[DATA RECORDS]:
============
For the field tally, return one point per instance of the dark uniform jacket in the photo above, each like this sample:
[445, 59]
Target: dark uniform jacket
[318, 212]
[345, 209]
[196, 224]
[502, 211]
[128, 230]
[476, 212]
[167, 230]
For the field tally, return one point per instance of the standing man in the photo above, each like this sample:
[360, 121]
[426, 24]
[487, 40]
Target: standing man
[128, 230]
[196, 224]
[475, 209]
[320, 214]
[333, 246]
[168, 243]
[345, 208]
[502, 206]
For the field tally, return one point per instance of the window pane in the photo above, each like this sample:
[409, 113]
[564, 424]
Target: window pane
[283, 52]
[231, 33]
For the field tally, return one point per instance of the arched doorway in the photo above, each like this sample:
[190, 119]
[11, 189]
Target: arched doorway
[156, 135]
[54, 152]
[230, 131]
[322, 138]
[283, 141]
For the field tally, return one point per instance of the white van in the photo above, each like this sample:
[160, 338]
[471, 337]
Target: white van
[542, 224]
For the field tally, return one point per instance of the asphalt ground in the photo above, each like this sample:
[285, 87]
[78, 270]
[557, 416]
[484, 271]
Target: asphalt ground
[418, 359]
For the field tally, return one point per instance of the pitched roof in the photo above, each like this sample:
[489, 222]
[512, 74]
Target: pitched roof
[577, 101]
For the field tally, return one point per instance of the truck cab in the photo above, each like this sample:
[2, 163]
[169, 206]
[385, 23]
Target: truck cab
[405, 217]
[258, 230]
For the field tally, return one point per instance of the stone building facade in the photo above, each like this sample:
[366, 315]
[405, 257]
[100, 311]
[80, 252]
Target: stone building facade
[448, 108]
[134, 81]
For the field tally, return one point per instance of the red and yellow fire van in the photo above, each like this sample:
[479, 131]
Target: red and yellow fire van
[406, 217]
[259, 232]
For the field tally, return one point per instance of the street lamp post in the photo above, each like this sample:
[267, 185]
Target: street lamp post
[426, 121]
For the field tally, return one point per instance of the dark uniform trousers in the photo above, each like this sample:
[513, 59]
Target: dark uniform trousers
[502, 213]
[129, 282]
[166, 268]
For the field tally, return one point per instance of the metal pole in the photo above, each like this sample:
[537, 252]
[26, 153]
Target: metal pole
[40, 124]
============
Using only the entries above, output the line with "of the asphalt", the line with "of the stone", and all lines between them, exactly as they stand.

For the field tally, return one point per instance of the asphalt ground in the photo above, each like this sample:
[285, 87]
[78, 270]
[557, 416]
[484, 271]
Target: asphalt ground
[418, 359]
For the field tally, return one point per instance of the pitched roof in the photo above, each like this sample:
[489, 222]
[512, 74]
Target: pitched roof
[577, 101]
For the field tally, return one point per instance of the truck cab in the photo above, each like this sample:
[2, 163]
[169, 206]
[385, 23]
Target: truck cab
[405, 217]
[258, 230]
For the field tally, return one point per instance of the stone building facade in the photo above, each like this sample:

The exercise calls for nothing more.